▸ Text to read
I'm off on holiday/vacation shortly, but this is something I'd like to 
follow up on when I get back

-steve

Re: FYI, Large-scale graph computing at Google

Posted by Ankur Goel <ga...@yahoo-inc.com>.

Cool stuff! In my past experience dealing with user-click histories I have tried to model out the clicked-items as a large connected graph. The strength of the connection between any two items is determined by the number of times they co-occurred across all user's click histories. 

The idea is simple and works quite well when processing large datasets on a medium sized cluster. I also have a patch uploaded to Mahout http://issues.apache.org/jira/browse/MAHOUT-103 though I haven't had enough time to get it into a commitable shape.

Regards
-Ankur

----- Original Message -----
From: "Michal Laclavik" <la...@savba.sk>
To: common-user@hadoop.apache.org
Sent: Thursday, July 2, 2009 4:51:36 PM GMT +05:30 Chennai, Kolkata, Mumbai, New Delhi
Subject: Re: FYI, Large-scale graph computing at Google

very interesting discussion ...

we are dealing with processing social networks from email
communication with connection to other objects extracted from the
email.

Extraction of the network works very fine on hadoop, but processing of
the graph  it it is not that easy.
We would like to implement spread activation algorithm over MR but it
is quite dificult.

Anyone tried something with spread activation on Hadoop?


Michal



On Thu, Jul 2, 2009 at 12:36 PM, Edward J. Yoon<ed...@apache.org> wrote:
> Thanks. BTW this link seems broken. Could you send me a paper? ;)
>
> And, We've just begun to design the Hamburg --
> http://wiki.apache.org/hadoop/Hamburg -- any comments are welcome.
>
> On Wed, Jul 1, 2009 at 1:38 AM, Delip Rao<de...@gmail.com> wrote:
>> We've had some success in dealing with locality problems using the adjacency
>> list
>> representation. This could be serialized using frameworks like Thrift
>> or Protocol Buffers.
>> For details, please see:
>> http://www.clsp.jhu.edu/~delip/nocrawl/textgraphs09.pdf
>>
>> I intend to
>> continue this line of work and will be very happy to be of any help.
>>
>> On Thu, Jun 25, 2009 at 8:24 PM, Edward J. Yoon <ed...@apache.org>wrote:
>>
>>> I just made a wiki page -- http://wiki.apache.org/hadoop/Hambrug --
>>> Let's discuss about the graph computing framework named Hambrug.
>>>
>>> On Fri, Jun 26, 2009 at 8:43 AM, Edward J. Yoon<ed...@apache.org>
>>> wrote:
>>> > To be honest, I was thought the BigTable (HBase) for the map/reduce
>>> > based graph/matrix operations. The main problems of performance were
>>> > the sequential algorithm, the cost for MR job building in iterations.

▸ Excerpted data

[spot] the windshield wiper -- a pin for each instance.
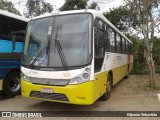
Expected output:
(60, 51)
(42, 51)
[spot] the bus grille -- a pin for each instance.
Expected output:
(58, 82)
(49, 96)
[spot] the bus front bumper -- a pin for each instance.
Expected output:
(74, 94)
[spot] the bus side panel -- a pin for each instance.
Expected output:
(100, 84)
(76, 94)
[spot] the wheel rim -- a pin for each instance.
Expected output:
(14, 84)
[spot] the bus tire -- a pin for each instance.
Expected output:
(106, 95)
(11, 86)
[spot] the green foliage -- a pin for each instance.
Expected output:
(37, 7)
(139, 62)
(8, 5)
(74, 5)
(122, 17)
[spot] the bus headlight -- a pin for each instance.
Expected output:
(25, 77)
(84, 77)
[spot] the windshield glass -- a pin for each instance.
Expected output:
(58, 41)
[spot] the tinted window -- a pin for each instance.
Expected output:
(111, 38)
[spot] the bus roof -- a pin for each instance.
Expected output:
(11, 15)
(95, 13)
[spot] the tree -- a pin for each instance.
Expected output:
(93, 5)
(8, 5)
(144, 9)
(73, 5)
(37, 7)
(124, 18)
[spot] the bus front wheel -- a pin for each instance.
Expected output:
(106, 95)
(11, 86)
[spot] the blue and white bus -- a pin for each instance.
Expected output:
(10, 52)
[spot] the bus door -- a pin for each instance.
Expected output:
(99, 37)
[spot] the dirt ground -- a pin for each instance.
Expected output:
(131, 94)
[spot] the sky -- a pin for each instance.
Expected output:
(104, 5)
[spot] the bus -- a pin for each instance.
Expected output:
(73, 57)
(10, 52)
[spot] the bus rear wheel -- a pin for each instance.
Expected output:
(11, 86)
(106, 95)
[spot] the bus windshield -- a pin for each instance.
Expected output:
(58, 41)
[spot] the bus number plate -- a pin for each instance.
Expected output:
(46, 90)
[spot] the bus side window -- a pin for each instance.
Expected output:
(111, 38)
(118, 43)
(127, 45)
(107, 41)
(99, 44)
(124, 45)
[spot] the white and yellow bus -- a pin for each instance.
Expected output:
(74, 57)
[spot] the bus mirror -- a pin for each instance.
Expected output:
(13, 42)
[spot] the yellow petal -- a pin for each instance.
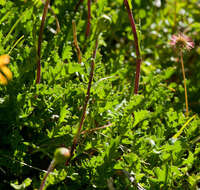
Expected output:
(6, 72)
(4, 59)
(3, 80)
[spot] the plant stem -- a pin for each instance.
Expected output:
(138, 59)
(184, 78)
(40, 41)
(54, 14)
(50, 169)
(79, 54)
(76, 137)
(77, 5)
(89, 19)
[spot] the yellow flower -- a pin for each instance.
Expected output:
(5, 73)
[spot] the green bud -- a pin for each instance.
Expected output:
(102, 23)
(61, 155)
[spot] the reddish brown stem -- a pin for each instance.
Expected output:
(137, 49)
(40, 41)
(76, 137)
(89, 19)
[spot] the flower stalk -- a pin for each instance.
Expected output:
(182, 42)
(76, 137)
(185, 86)
(40, 41)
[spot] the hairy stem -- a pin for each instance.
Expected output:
(89, 18)
(40, 41)
(79, 54)
(184, 78)
(138, 59)
(76, 137)
(50, 169)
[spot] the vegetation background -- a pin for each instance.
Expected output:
(136, 149)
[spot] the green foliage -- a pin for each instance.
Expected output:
(37, 119)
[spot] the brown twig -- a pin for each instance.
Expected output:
(76, 137)
(89, 19)
(54, 14)
(40, 41)
(138, 59)
(79, 54)
(95, 129)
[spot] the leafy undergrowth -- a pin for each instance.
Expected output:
(127, 141)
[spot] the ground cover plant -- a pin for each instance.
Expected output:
(99, 94)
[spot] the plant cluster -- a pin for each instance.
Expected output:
(96, 95)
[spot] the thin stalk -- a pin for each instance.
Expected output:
(95, 129)
(15, 44)
(184, 78)
(40, 41)
(76, 137)
(79, 54)
(50, 169)
(77, 5)
(54, 14)
(137, 49)
(89, 19)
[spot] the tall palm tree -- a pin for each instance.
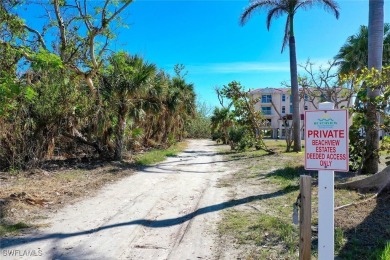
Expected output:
(375, 55)
(353, 55)
(277, 8)
(127, 82)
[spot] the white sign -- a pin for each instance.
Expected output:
(326, 140)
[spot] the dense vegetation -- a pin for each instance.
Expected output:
(68, 95)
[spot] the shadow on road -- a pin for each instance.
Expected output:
(14, 241)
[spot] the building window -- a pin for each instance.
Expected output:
(266, 98)
(266, 110)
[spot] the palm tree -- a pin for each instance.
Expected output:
(375, 52)
(353, 55)
(277, 8)
(127, 82)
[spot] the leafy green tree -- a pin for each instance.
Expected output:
(277, 8)
(127, 80)
(375, 54)
(200, 125)
(221, 120)
(353, 55)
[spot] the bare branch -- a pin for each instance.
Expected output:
(40, 38)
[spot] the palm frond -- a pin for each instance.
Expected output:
(274, 13)
(286, 34)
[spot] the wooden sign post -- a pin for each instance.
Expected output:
(326, 150)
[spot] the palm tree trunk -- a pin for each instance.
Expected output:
(375, 52)
(295, 94)
(120, 130)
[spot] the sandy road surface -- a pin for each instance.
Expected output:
(167, 211)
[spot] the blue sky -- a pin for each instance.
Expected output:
(206, 37)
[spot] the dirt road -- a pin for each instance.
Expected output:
(168, 211)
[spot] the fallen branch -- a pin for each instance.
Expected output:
(357, 203)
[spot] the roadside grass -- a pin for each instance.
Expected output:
(267, 232)
(245, 227)
(154, 156)
(26, 197)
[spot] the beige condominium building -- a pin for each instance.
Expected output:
(276, 106)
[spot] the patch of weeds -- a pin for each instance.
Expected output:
(385, 255)
(155, 156)
(260, 230)
(287, 176)
(339, 239)
(70, 175)
(13, 229)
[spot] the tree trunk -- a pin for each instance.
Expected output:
(375, 52)
(295, 95)
(120, 130)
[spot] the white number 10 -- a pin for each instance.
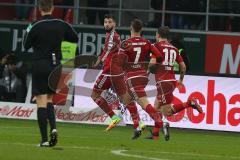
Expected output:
(170, 57)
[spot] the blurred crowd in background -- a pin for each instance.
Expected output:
(178, 14)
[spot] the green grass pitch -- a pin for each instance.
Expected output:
(18, 139)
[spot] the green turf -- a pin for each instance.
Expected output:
(18, 141)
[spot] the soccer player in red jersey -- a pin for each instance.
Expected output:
(103, 82)
(130, 63)
(165, 77)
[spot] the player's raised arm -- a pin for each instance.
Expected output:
(28, 38)
(182, 68)
(70, 34)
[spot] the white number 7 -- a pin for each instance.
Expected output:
(138, 50)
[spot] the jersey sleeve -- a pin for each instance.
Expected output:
(117, 64)
(155, 52)
(112, 43)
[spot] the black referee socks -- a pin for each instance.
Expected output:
(42, 123)
(51, 116)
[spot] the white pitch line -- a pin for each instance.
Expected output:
(157, 152)
(120, 153)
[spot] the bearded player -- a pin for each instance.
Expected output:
(103, 82)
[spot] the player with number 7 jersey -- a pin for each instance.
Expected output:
(132, 61)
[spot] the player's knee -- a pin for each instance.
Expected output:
(166, 111)
(94, 95)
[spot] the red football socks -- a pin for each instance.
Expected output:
(179, 107)
(132, 108)
(156, 117)
(102, 103)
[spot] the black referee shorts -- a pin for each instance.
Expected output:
(45, 77)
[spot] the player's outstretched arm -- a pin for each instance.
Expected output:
(182, 68)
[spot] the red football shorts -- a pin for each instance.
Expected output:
(136, 86)
(165, 92)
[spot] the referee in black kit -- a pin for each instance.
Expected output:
(45, 37)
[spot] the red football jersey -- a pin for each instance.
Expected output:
(111, 47)
(165, 70)
(136, 53)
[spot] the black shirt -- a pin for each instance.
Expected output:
(45, 37)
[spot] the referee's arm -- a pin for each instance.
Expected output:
(27, 41)
(70, 34)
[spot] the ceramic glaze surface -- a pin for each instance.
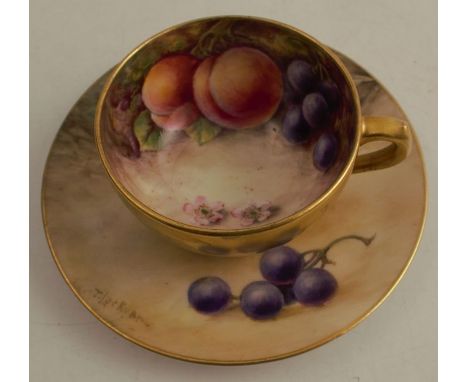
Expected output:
(136, 282)
(217, 123)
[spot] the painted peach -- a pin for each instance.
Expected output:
(168, 84)
(239, 89)
(182, 117)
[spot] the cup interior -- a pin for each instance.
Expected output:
(227, 123)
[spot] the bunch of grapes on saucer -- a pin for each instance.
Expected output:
(289, 277)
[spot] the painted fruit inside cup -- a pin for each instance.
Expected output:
(168, 84)
(325, 151)
(261, 300)
(209, 295)
(314, 286)
(281, 265)
(240, 88)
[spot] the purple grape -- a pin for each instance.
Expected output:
(261, 300)
(209, 295)
(330, 92)
(281, 265)
(302, 76)
(314, 286)
(325, 151)
(291, 96)
(295, 128)
(315, 111)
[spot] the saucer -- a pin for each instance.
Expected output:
(136, 283)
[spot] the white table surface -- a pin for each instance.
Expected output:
(73, 42)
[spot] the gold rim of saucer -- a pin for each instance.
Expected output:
(265, 359)
(347, 170)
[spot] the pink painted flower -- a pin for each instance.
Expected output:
(203, 213)
(253, 213)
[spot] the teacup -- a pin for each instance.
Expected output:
(230, 135)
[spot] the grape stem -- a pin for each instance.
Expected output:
(320, 255)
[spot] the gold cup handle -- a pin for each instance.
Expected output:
(394, 131)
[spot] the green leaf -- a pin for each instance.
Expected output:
(147, 133)
(203, 131)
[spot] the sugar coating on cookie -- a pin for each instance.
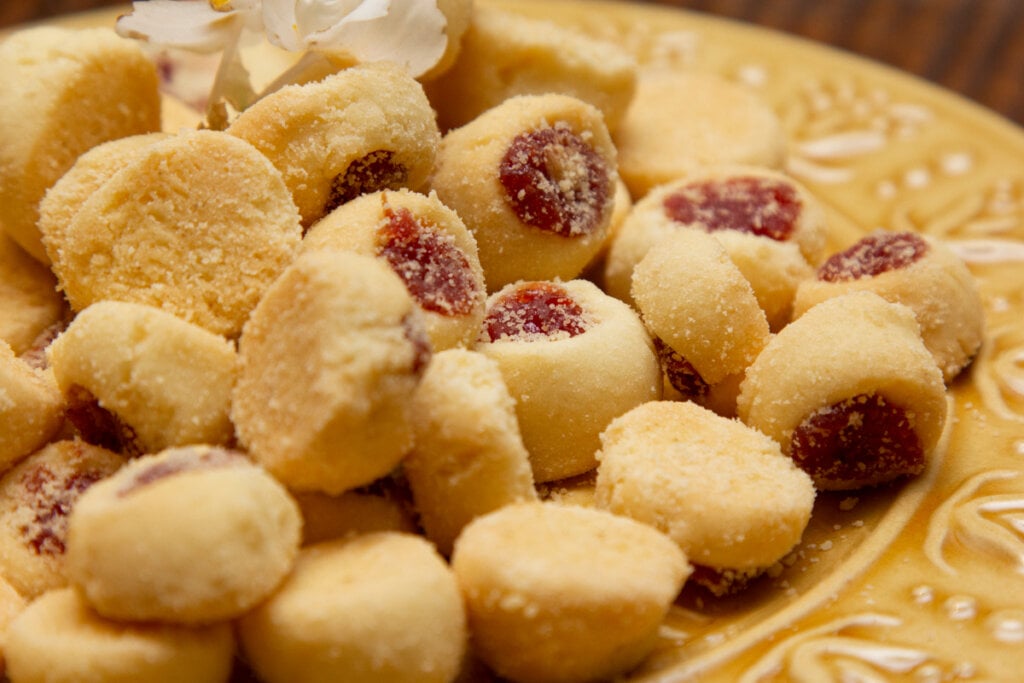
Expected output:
(850, 392)
(427, 245)
(505, 54)
(29, 298)
(469, 458)
(572, 358)
(534, 179)
(36, 498)
(328, 363)
(138, 379)
(61, 92)
(918, 271)
(563, 593)
(722, 200)
(31, 408)
(699, 309)
(367, 128)
(188, 536)
(89, 172)
(380, 606)
(199, 224)
(682, 120)
(59, 639)
(723, 492)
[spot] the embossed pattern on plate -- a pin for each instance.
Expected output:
(924, 581)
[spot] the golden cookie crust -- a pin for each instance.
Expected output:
(558, 593)
(366, 128)
(188, 536)
(328, 363)
(185, 247)
(61, 92)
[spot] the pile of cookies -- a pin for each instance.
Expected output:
(289, 397)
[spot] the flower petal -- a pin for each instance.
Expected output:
(412, 34)
(192, 25)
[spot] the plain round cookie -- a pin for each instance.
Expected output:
(29, 299)
(505, 54)
(367, 128)
(699, 309)
(329, 360)
(534, 178)
(58, 639)
(199, 224)
(572, 358)
(914, 270)
(468, 457)
(61, 92)
(36, 498)
(558, 593)
(723, 492)
(187, 536)
(427, 245)
(159, 380)
(31, 411)
(88, 174)
(755, 210)
(850, 392)
(679, 121)
(375, 607)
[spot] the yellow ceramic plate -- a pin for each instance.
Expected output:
(922, 582)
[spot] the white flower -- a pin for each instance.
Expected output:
(410, 33)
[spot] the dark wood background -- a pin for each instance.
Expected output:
(974, 47)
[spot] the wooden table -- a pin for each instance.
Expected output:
(974, 47)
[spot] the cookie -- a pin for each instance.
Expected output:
(328, 361)
(850, 392)
(770, 221)
(138, 379)
(427, 245)
(916, 271)
(534, 178)
(469, 458)
(572, 358)
(58, 639)
(36, 498)
(32, 410)
(61, 92)
(564, 593)
(365, 129)
(29, 299)
(683, 120)
(700, 310)
(375, 607)
(188, 536)
(199, 224)
(722, 491)
(505, 54)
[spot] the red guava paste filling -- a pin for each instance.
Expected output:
(682, 375)
(721, 583)
(759, 206)
(377, 170)
(183, 461)
(436, 272)
(873, 255)
(50, 499)
(555, 181)
(861, 439)
(98, 426)
(534, 309)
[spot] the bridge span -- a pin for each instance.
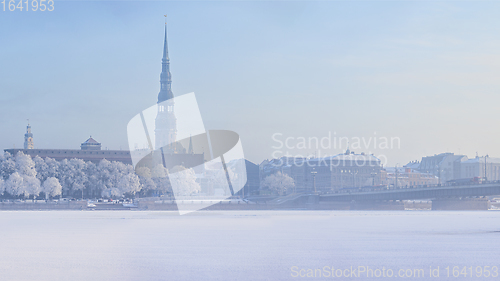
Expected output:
(415, 193)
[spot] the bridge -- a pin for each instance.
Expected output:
(415, 193)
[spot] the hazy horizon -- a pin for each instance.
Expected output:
(423, 72)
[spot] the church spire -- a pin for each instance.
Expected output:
(28, 138)
(165, 46)
(165, 76)
(190, 150)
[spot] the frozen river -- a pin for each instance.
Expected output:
(244, 245)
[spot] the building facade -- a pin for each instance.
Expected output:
(346, 170)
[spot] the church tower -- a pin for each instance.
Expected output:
(165, 123)
(28, 138)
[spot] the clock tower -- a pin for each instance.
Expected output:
(28, 138)
(165, 123)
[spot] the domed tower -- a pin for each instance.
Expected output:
(165, 123)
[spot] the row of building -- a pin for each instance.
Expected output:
(350, 170)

▸ Problem set
- a) From the Hadoop graph computing thread, set down the stretch from "Posted by Ankur" through "user's click histories.".
- b) In the Hadoop graph computing thread, what determines the strength of the connection between two clicked items?
- c) Write what comes next in the Hadoop graph computing thread, picking up after its last sentence.

▸ The replies
- a)
Posted by Ankur Goel <ga...@yahoo-inc.com>.

Cool stuff! In my past experience dealing with user-click histories I have tried to model out the clicked-items as a large connected graph. The strength of the connection between any two items is determined by the number of times they co-occurred across all user's click histories.

- b) The number of times the two items co-occurred across all users' click histories.

- c)
>>> > and, the locality of adjacent components. As mentioned on Pregel, If
>>> > some algorithm requires small resources to get result, the BSP model
>>> > based another computing framework on HDFS can be useful for us.
>>> >
>>> > On Fri, Jun 26, 2009 at 3:37 AM, Amandeep Khurana<am...@gmail.com>
>>> wrote:
>>> >> I've been working on some graph stuff using MR as well. I'd be more than
>>> >> interested to chip in as well..
>>> >>
>>> >> I remember exchanging a few mails with Paolo about having an RDF store
>>> over
>>> >> HBase and developing graph algorithms over it.
>>> >>
>>> >>
>>> >> Amandeep Khurana
>>> >> Computer Science Graduate Student
>>> >> University of California, Santa Cruz
>>> >>
>>> >>
>>> >> On Thu, Jun 25, 2009 at 2:57 AM, Steve Loughran <st...@apache.org>
>>> wrote:
>>> >>
>>> >>> Edward J. Yoon wrote:
>>> >>>
>>> >>>> What do you think about another new computation framework on HDFS?
>>> >>>>
>>> >>>> On Mon, Jun 22, 2009 at 3:50 PM, Edward J. Yoon <
>>> edwardyoon@apache.org>
>>> >>>> wrote:
>>> >>>>
>>> >>>>>
>>> >>>>>
>>> http://googleresearch.blogspot.com/2009/06/large-scale-graph-computing-at-google.html
>>> >>>>> -- It sounds like Pregel seems, a computing framework based on
>>> dynamic
>>> >>>>> programming for the graph operations. I guess maybe they removed the
>>> >>>>> file communications/intermediate files during iterations.
>>> >>>>>
>>> >>>>> Anyway, What do you think?
>>> >>>>>
>>> >>>>
>>> >>> I have a colleague (paolo) who would be interested in adding a set of
>>> graph
>>> >>> algorithms on top of the MR engine
>>> >>>
>>> >>
>>> >
>>> >
>>> >
>>> > --
>>> > Best Regards, Edward J. Yoon @ NHN, corp.
>>> > edwardyoon@apache.org
>>> > http://blog.udanax.org
>>> >
>>>
>>>
>>>
>>> --
>>> Best Regards, Edward J. Yoon @ NHN, corp.
>>> edwardyoon@apache.org
>>> http://blog.udanax.org
>>>
>>
>
>
>
> --
> Best Regards, Edward J. Yoon @ NHN, corp.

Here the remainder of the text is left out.